▶ _Document section_:
━━━━━━
A previous study demonstrated that pretreatment with FUCA decreased the invasiveness of the highly invasive/metastatic MDA-MB-231 human breast cancer cell line [2]. The results described above imply that increased expression of FUCA1, which removes alpha-L-fucose from the tumor cell surface, may be a useful biomarker for early-stage cancer cells at the primary tumor site (Figures 1C and 3A). For example, Lewis-x antigens are overexpressed on epithelial cells of various origins, including breast cancer cells [1, 6]. Increased fucosylation of Lewis-x antigens by 5 fucosyl-transferases (FUT-3, -4, -5, -6, and -7) was detected in breast cancer cells that preferentially metastasized to the bone [20]. In this study, we found that lower FUCA1 expression was associated with highly fucosylated Lewis-x antigens, such as those detected in advanced-stage breast cancer tissues (Figures 2A and 6). To evaluate whether FUCA1 protein expression (FUCA H-score) in tumor tissue predicted overall survival, we used Cox regression proportional hazard analysis. Interestingly, the univariate Cox regression analysis revealed that FUCA H-scores were associated with the risk of death for TNBC patients (*P = 0.023) but not for non-TNBC patients (Table 2). The multivariate Cox regression analysis also revealed that higher FUCA H-scores significantly decreased the hazard for death for TNBC patients (Table 2, *P = 0.003). Therefore, FUCA H-scores significantly predicted an inferior overall survival rate for breast cancer patients in the lower expression group (n = 57) compared with the higher expression group (n = 102) (Figure 2D, *P = 0.009).
━━━━━━
▶ _Required work_:
Which fucosyl-transferases does the breast cancer passage name? The entries that follow come from a separate source.
━━━━━━
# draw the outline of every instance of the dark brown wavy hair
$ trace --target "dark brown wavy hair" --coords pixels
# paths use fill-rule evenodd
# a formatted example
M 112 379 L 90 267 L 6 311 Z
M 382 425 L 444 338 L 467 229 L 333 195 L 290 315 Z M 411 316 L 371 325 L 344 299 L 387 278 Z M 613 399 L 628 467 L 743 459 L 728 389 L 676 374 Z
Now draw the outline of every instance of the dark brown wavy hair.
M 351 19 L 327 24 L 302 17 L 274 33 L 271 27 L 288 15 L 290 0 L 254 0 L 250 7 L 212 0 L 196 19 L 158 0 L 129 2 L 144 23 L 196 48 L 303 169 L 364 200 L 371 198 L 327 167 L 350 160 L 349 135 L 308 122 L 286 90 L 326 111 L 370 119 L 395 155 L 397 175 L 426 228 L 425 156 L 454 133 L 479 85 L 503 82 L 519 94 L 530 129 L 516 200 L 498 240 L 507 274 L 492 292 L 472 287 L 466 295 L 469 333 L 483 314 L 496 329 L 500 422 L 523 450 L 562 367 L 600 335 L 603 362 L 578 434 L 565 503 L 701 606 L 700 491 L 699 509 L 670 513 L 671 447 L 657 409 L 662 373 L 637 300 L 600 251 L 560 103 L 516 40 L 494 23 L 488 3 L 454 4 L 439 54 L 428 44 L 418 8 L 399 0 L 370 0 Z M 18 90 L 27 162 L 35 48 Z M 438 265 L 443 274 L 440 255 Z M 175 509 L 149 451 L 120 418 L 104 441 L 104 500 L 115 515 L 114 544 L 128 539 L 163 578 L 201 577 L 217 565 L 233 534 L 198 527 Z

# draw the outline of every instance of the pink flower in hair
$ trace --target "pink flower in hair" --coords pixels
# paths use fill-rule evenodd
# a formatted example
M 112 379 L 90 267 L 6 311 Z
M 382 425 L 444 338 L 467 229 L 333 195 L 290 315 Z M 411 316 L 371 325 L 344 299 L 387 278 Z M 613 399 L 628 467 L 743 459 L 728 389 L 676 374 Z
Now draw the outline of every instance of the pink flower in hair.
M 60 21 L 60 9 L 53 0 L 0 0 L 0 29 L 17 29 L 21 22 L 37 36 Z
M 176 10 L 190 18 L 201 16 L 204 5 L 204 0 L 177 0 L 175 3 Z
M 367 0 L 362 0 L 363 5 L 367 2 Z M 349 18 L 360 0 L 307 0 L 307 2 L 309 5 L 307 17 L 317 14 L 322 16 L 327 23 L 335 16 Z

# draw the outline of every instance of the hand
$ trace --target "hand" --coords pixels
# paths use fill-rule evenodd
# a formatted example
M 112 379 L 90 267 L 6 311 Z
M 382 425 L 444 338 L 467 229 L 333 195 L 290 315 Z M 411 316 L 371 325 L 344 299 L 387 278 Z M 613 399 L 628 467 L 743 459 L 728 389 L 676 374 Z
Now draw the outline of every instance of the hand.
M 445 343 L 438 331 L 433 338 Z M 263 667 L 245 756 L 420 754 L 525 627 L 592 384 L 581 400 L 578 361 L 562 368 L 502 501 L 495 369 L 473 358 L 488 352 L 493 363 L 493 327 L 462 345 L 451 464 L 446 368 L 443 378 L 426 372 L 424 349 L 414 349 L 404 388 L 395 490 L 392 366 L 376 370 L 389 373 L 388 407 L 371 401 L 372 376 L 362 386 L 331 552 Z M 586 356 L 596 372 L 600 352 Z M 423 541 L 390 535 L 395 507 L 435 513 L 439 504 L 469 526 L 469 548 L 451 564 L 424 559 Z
━━━━━━
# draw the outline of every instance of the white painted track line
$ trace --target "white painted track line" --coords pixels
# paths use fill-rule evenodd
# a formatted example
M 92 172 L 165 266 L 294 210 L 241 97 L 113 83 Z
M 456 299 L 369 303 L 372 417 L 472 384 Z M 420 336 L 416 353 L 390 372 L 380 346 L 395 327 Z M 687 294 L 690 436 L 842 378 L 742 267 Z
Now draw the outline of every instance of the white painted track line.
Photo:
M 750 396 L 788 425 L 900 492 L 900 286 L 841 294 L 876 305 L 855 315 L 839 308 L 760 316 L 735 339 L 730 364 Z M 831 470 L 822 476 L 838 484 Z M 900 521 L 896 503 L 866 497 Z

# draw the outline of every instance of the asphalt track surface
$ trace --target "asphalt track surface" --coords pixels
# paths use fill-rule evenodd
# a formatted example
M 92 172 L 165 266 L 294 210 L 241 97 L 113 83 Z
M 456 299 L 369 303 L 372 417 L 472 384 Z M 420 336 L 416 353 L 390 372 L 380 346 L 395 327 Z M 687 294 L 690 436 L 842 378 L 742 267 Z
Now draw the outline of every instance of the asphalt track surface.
━━━━━━
▶ _Task response_:
FUT-3, FUT-4, FUT-5, FUT-6, and FUT-7